_SOURCE EXTRACT_.
......

Utterly distraught, Frankenstein realises his last hope. He rushes Elizabeth's body to Ingolstadt and attaches her head to the body of the maid's daughter. He successfully reanimates her, and despite her hideous deformity attempts to get her to remember her past life by uttering his name. The Creature appears and calls the new creature to him as his Bride. She is torn between her love for Frankenstein and her desire to be with the Creature who loves her for herself as opposed to her former life. She commits suicide by burning herself to death with an oil lamp.

At this point the film returns to the captain's cabin on the trapped ship. Frankenstein warns the captain that discovery can cause immense suffering. Nonetheless, the captain intends to press north, claiming that the death of his sailors is a worthy sacrifice for their place in history. Frankenstein dies, and the captain returns to his crew, who are near to mutiny. The Creature manages to enter the captain's cabin, and is discovered by the crew to be utterly devastated by Frankenstein's body. The Creature says that Frankenstein is his father, and is grief-stricken at his death. As the ice breaks around this ship, the Creature commits suicide on Frankenstein's funeral pyre. The captain, asked by his bosun for their destination, simply replies, "home".

Analysis.

This is possibly Francis Ford Coppola's crowning achievement. A film that fuses adventure, suspense, horror and romance, with a powerful moral - that the voyage of discovery can lead to devastation and misery - in this respect, Michael Crichton's classic novel, Jurassic Park could be seen as a modern Frankenstein. The casting for the film is truly superb. Kenneth Branagh, playing Frankenstein, draws upon all of his Shakespearian skills to act the role of a man hopelessly obsessed with relieving his grief at his mother's death, to the exclusion of his own creation's misery. Helena Bonham Carter, playing Elizabeth, is superb in the role of a woman who is deeply in love with someone whose drive and determination alienate the two - yet, despite this, she continues to love him, even when she learns the horrible truth of his experiment. Cameos by Ian Holm (who played Ash in Alien) and the great British comedians John Cleese and Richard Briers, in eminently serious roles, are also acted superbly.

......

_WHAT TO WORK ON_.
**1)** Answer these questions from the Frankenstein film review.
(a) To which city does Frankenstein rush Elizabeth's body?
(b) What is the captain's reply when the bosun asks for their destination?
(c) Who plays Elizabeth in the film?
**2)** Output a passage of the Frankenstein film review word for word, starting at "Utterly distraught, Frankenstein" and ending at "an oil lamp.".

......

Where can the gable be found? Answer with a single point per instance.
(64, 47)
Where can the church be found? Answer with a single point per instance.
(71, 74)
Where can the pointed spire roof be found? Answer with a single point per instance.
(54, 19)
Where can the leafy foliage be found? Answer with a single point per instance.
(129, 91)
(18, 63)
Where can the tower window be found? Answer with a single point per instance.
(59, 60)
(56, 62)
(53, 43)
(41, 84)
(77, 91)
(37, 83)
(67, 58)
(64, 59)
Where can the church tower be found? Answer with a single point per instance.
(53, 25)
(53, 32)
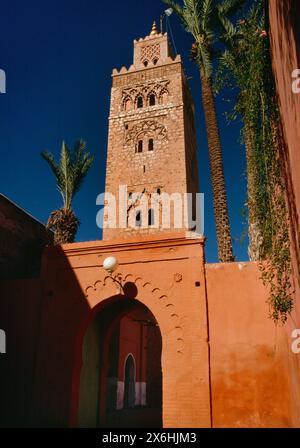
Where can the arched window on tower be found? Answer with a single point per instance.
(151, 217)
(129, 382)
(138, 219)
(127, 104)
(139, 102)
(164, 97)
(152, 100)
(151, 144)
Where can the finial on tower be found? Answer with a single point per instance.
(154, 29)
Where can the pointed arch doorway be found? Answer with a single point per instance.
(121, 375)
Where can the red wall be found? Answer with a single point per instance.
(285, 45)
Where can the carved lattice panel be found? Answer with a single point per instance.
(150, 52)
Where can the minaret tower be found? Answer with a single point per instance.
(152, 139)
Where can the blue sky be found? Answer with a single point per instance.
(58, 57)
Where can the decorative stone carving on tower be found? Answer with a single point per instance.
(152, 139)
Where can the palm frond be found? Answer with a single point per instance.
(71, 170)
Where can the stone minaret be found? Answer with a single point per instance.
(152, 138)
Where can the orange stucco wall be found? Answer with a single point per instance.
(224, 363)
(168, 278)
(285, 46)
(248, 354)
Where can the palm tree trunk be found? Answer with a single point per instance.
(255, 238)
(217, 172)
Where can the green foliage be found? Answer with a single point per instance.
(202, 19)
(246, 63)
(71, 170)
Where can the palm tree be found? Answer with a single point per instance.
(201, 18)
(70, 173)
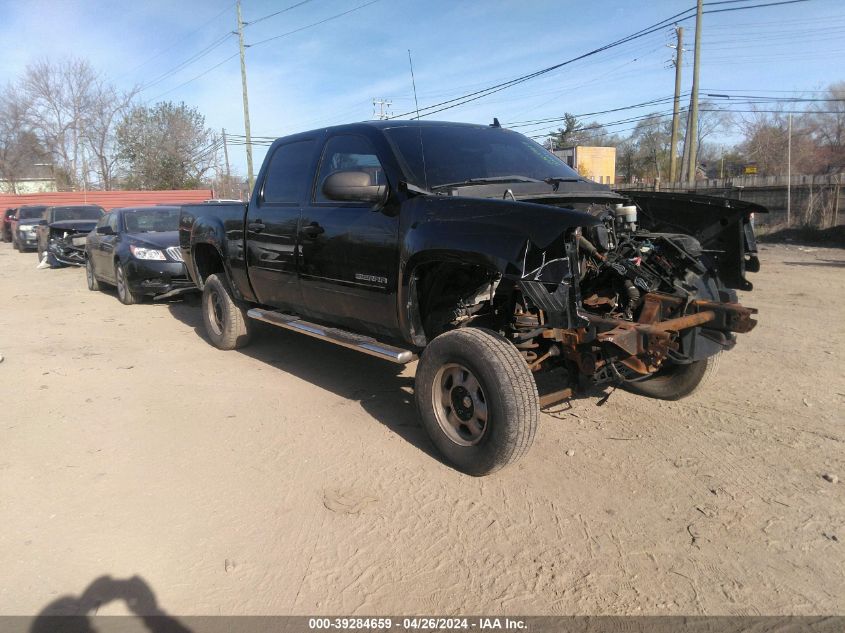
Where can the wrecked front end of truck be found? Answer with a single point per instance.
(67, 246)
(65, 243)
(601, 290)
(632, 301)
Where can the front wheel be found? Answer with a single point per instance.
(225, 321)
(477, 399)
(674, 382)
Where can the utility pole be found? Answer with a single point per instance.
(692, 129)
(226, 154)
(250, 177)
(789, 172)
(226, 158)
(383, 111)
(673, 144)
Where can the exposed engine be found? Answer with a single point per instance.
(627, 303)
(67, 246)
(620, 265)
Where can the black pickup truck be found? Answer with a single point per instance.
(479, 252)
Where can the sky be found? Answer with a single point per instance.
(330, 58)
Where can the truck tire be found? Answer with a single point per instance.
(93, 283)
(674, 382)
(477, 399)
(226, 322)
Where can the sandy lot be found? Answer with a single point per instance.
(292, 477)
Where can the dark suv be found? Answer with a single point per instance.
(62, 233)
(24, 226)
(515, 281)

......

_OUTPUTS IN ORDER_.
**1)**
(a) Ingolstadt
(b) "home"
(c) Helena Bonham Carter

**2)**
Utterly distraught, Frankenstein realises his last hope. He rushes Elizabeth's body to Ingolstadt and attaches her head to the body of the maid's daughter. He successfully reanimates her, and despite her hideous deformity attempts to get her to remember her past life by uttering his name. The Creature appears and calls the new creature to him as his Bride. She is torn between her love for Frankenstein and her desire to be with the Creature who loves her for herself as opposed to her former life. She commits suicide by burning herself to death with an oil lamp.